■ WRITTEN REQUEST 1 ■
Please reproduce the entries from the line containing "Please inspect the image above and tell me where the taillight" through the end of the entries, replacing "integer pixel coordinates" with "whole-number pixel coordinates" and changing nothing else. Return only that stretch.
■ WRITTEN REQUEST 2 ■
Extend the report on US interest rate fears and market moves, starting after its final sentence.

■ TEXT SEGMENT ■
*-*-*
There were general predictions that the key US Fed Funds rate could be lifted as much as half a point to 4.25 per cent while the discount rate could be raised by half a point to 3.5 per cent - the first increase in five years.

The latest indication of robust US growth drove long-dated US Treasury bonds down by almost 2 points and lifted yields above 7.50 per cent for the first time in 17 months. The yield on three-month US Treasury bills, which are sensitive to changes in short-term rates, rose to 4.18 per cent, the highest for over two years. In London the price of the long gilt future fell by more than pounds 1 while some cash gilt prices lost pounds 1.50.

The interest rate fears, which resurfaced earlier this week after the dollar sank sharply, sent Wall Street stock prices reeling.

At one stage yesterday afternoon in New York, the Dow Jones Industrial Average dropped 50 points, but it bounced back in late trading to close at 3,669.50, down 26.47 points. The slump came too late to affect UK share prices. The FT-SE 100 Index ended unchanged at 3,106.0 after a see-saw performance during the day.

The unexpectedly strong April unemployment report suggests the US economy is once more picking up speed and that an inflation-conscious Federal Reserve may be quickly forced to raise interest rates again.
*-*-*
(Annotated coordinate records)
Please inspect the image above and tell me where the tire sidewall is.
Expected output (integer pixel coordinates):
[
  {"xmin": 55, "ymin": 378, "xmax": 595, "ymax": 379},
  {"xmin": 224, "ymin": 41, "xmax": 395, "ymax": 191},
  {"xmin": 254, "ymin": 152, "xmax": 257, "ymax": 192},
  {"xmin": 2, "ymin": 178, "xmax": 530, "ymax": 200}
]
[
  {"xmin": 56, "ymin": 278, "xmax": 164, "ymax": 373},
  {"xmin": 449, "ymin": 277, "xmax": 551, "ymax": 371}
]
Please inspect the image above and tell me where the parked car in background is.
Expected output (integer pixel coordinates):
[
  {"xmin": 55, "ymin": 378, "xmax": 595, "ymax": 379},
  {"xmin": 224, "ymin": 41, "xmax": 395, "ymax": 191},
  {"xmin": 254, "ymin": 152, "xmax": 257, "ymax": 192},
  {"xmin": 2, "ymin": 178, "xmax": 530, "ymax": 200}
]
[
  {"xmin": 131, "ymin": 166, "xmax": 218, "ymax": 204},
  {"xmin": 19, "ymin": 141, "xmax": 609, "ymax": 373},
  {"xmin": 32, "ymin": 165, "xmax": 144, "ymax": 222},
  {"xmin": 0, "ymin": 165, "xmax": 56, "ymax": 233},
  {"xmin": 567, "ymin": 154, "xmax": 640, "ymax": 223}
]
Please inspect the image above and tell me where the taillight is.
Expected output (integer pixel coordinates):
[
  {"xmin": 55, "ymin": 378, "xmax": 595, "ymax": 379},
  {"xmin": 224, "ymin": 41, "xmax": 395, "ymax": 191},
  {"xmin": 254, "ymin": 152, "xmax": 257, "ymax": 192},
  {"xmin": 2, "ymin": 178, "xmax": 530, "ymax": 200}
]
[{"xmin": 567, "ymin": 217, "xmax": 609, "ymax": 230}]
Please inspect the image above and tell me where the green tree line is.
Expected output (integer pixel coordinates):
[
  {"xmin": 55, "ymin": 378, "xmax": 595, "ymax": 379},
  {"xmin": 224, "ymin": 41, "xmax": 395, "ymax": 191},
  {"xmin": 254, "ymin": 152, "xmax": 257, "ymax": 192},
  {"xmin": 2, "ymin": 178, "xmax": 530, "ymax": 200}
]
*-*-*
■ RESULT 1 ■
Please inspect the image above and tell me where the taillight is.
Expected output (whole-number pixel coordinates):
[
  {"xmin": 55, "ymin": 378, "xmax": 595, "ymax": 379},
  {"xmin": 224, "ymin": 41, "xmax": 395, "ymax": 191},
  {"xmin": 254, "ymin": 152, "xmax": 257, "ymax": 192},
  {"xmin": 2, "ymin": 178, "xmax": 530, "ymax": 200}
]
[{"xmin": 567, "ymin": 217, "xmax": 609, "ymax": 230}]
Please inspect the image above and tell me where the green tree line is.
Expected output (whole-number pixel coordinates):
[
  {"xmin": 55, "ymin": 378, "xmax": 595, "ymax": 379},
  {"xmin": 224, "ymin": 41, "xmax": 395, "ymax": 191},
  {"xmin": 254, "ymin": 152, "xmax": 257, "ymax": 192},
  {"xmin": 2, "ymin": 178, "xmax": 530, "ymax": 200}
]

■ RESULT 2 ■
The jobless figures from the Labour Department showed unemployment at 6.4 per cent, down from 6.5 per cent in March and 6.7 per cent at the start of the year. But the biggest impact on jittery financial markets came from last month's 267,000 new jobs created outside the farm sector. Although this was far below the six-year record of 456,000 new jobs in March, it was far more than most economists had predicted.

The increase may come around 17 May, the next scheduled meeting of the central bank's policy-making Federal Open Market Committee. The Fed has already nudged up short term rates by 0.75 per cent in three separate quarter-point instalments since February. A further tightening almost certainly would involve an increase in the discount rate, which has remained at 3 per cent since December 1991.

The jobless report indicates that, after an early year slowdown caused by icy weather and the California earthquake, the US economy is once more moving solidly ahead, at an annual rate of over 3 per cent.

The best gains came in the service and retail sectors. But more than 67,000 new jobs were added in the construction industry, sign of renewed growth in one of the economy's key areas. Manufacturing industry showed only a tiny gain of 3,000 jobs. But the increase was for the seventh successive month, and was achieved despite the Teamster Union strike, which idled 70,000 truck-drivers and dock workers.

The prospects for further advances are good. The average working week now stands at a post-war high of 42.2 hours, suggesting that employers will have to start taking on new workers, rather than expanding overtime and relying on part-time labour to meet factory demand.

Despite the threat of higher rates, which could be lifted as early as next week, and heavy central bank support for the US currency earlier this week, the dollar faltered towards the close. That suggests the US currency is unlikely to find support until after the US Federal Reserve raises rates.

After trading up to DM1.6765 the US currency fell back to a closing DM1.6630, a shade below Thursday night's finish. Kit Juckes of Warburg Securities said: 'The dollar is still soaking up good news like a sponge with little noticeable effect.'

Sterling performed better than feared despite the Tory defeat in the local elections. It closed one pfennig lower at DM2.4857 and was slightly weaker against the dollar, at dollars 1.4920.